▸ **課題 1**
会社分割の文章の「会社分割と事業譲渡の相違点」から「承諾が必要な場合もあります。」までを、「事業譲渡」を「事業売却」に書き換えて示してもらえますか。
▸ **課題 2**
会社分割についての文章の続きを、最後の文のあとから書いてもらえますか。

▸ **引用文**
-*-
会社分割は、特定の事業を独立させて継承する手法です。これにより、売り手企業は事業の整理と組織の効率化を図ることができます。例えば、主要事業に集中したい場合や、複数事業の運営が難しい場合に効果的です。また、既存の従業員の雇用を維持することも可能です。

買い手企業にとっては、既存のノウハウや人材を引き継ぎ、新規事業を迅速かつ効率的に始めることができます。取引先などもそのまま引き継ぐことができるため、新事業の立ち上げが容易になる利点があります。

会社分割と事業譲渡の相違点

会社分割と事業譲渡は、どちらもM&Aの手法ですが、いくつかの重要な違いがあります。事業譲渡では、取引先や業務委託先との契約を新しい所有者に移転する必要があります。一方、会社分割の場合、これらの契約は通常、買い手企業に自動的に引き継がれます。ただし、契約内容によっては事前の通知や承諾が必要な場合もあります。
-*-
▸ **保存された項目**
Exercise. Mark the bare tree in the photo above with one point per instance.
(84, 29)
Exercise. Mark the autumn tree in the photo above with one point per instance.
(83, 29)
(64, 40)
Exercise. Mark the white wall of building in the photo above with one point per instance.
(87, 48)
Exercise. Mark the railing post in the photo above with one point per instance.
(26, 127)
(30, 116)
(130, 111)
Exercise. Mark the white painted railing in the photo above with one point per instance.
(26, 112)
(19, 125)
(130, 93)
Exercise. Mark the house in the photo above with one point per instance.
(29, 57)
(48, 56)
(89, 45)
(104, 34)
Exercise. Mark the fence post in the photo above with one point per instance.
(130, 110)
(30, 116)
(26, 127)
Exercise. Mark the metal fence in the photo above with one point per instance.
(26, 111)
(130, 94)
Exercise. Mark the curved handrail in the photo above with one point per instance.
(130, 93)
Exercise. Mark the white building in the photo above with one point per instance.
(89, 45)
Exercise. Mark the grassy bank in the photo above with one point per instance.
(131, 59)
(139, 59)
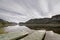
-*-
▸ **回答 1**
会社分割と事業売却の相違点

会社分割と事業売却は、どちらもM&Aの手法ですが、いくつかの重要な違いがあります。事業売却では、取引先や業務委託先との契約を新しい所有者に移転する必要があります。一方、会社分割の場合、これらの契約は通常、買い手企業に自動的に引き継がれます。ただし、契約内容によっては事前の通知や承諾が必要な場合もあります。

▸ **回答 2**
財務面では、会社分割では通常自社株式の交付が行われるのに対し、事業譲渡では現金での支払いが一般的です。税務上の扱いも異なり、会社分割が適切な組織再編と認められる場合には法人税上の優遇措置が可能ですが、事業譲渡では売り手に法人税、買い手に消費税が課されます。これらの特徴を理解し、状況に応じて適切な手法を選択することが重要です。

新設分割と吸収分割の違いまとめ

新設分割と吸収分割は、ともに企業組織再編のM&A手法として活用されています。新設分割と吸収分割の特徴と手続きの違いを認識したうえで、目的に沿ったM&Aを実施することが肝要でしょう。

税務面の苦労がないことが新設分割と吸収分割の特性ですが、逆に法務は煩雑です。特に登記手続きには、手抜かりがないようにしたいものです。万が一のために、M&Aの専門家にバックアップしてもらうとよいでしょう。